» Record list:
---*---

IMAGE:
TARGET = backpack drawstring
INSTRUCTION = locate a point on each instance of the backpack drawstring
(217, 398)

---*---

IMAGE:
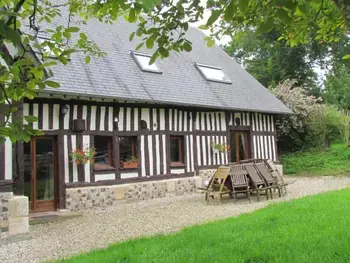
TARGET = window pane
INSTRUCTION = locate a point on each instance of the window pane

---*---

Report the number of lines in the records above that contain the word "drawstring". Provide only the number.

2